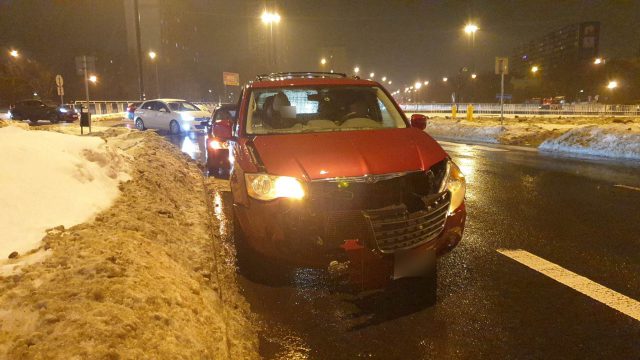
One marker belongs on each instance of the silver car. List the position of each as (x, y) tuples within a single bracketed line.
[(173, 115)]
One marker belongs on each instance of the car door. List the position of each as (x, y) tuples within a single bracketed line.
[(164, 115)]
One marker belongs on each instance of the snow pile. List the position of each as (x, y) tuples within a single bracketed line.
[(607, 137), (49, 179), (139, 282), (615, 140), (491, 131)]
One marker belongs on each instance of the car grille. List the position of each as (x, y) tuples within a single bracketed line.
[(394, 228)]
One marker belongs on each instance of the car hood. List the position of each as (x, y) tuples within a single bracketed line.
[(322, 155)]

### To be done
Reproduce the material from the line with "One marker belongs on each instance of the car door." through the end of the material, substituting "dot" for every "marker" and leaving all other text unchanged.

### Worked solution
One dot belongs on each instance of the car door. List the position of each as (x, y) tuples within a single bracketed line.
[(164, 115)]
One dot belongs on each instance of the snow pile. List the position of each as (x, y) tuples within a single bracketed line.
[(607, 137), (49, 179), (139, 282), (615, 140), (491, 131)]
One dot belongs on each instance of the car grille. List the position of each as (x, y) tuples within a single bracketed line.
[(394, 228)]
One dot belongs on each instance of the car hood. List the position of each as (x, y) tuples within a single bracketed line.
[(322, 155)]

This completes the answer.